Required actions
(A) Revise the heterogeneous-workers post between "Solving 2: To" and "argument to it.", inclusive, changing "personal TAG" to "custom label".
(B) In the heterogeneous-workers post, which argument of the dask-worker script lets you add a personal tag to a worker?

Supplied text
++++++++++++++++++++

Handling tasks with in heterogeneous workers
Hi guys,
This MR solves the issue with 1-) automatically launch heterogeneous SGE workers and 2-) assign specific tasks to specific workers.
Solving 1: To launch Heterogeneous jobs, I had to extend dask_jobqueue.core.JobQueueCluster
in such way that every time that the pool of workers needs to be increased,
a new "worker_spec" is defined (https://github.com/dask/distributed/blob/ddbec38ba1ec6de913ccbfcd090f1c85eea1b032/distributed/deploy/spec.py#L443).
This is not the default behaviour of dask_jobqueue
, where it's assumed that everything is homogeneous.
Solving 2: To make the scheduler assign a dask.delayed
task to one specific worker it was supposed to be simple.
In case dask.workers
are manually launched, the script dask-worker
has an argument called --resources
where you can add a personal TAG to the worker https://distributed.dask.org/en/latest/resources.html#example.
Once this is done, a tuple containing the dask-delayed
hash and the personal TAG can be passed to the method dask.delayed.compute
(https://distributed.dask.org/en/latest/resources.html#resources-with-collections).
Then, everything works nicely.
HOWEVER, our dask.workers
are launched by the dask_jobqueue
and there's no way to amend the --resource
command-line argument to it.

++++++++++++++++++++

Dataset excerpt
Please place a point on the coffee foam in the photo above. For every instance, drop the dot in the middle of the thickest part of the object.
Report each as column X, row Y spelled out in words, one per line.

++++++++++++++++++++

Results for each task
(A)
Solving 2: To make the scheduler assign a dask.delayed
task to one specific worker it was supposed to be simple.
In case dask.workers
are manually launched, the script dask-worker
has an argument called --resources
where you can add a custom label to the worker https://distributed.dask.org/en/latest/resources.html#example.
Once this is done, a tuple containing the dask-delayed
hash and the custom label can be passed to the method dask.delayed.compute
(https://distributed.dask.org/en/latest/resources.html#resources-with-collections).
Then, everything works nicely.
HOWEVER, our dask.workers
are launched by the dask_jobqueue
and there's no way to amend the --resource
command-line argument to it.

(B) The --resources argument.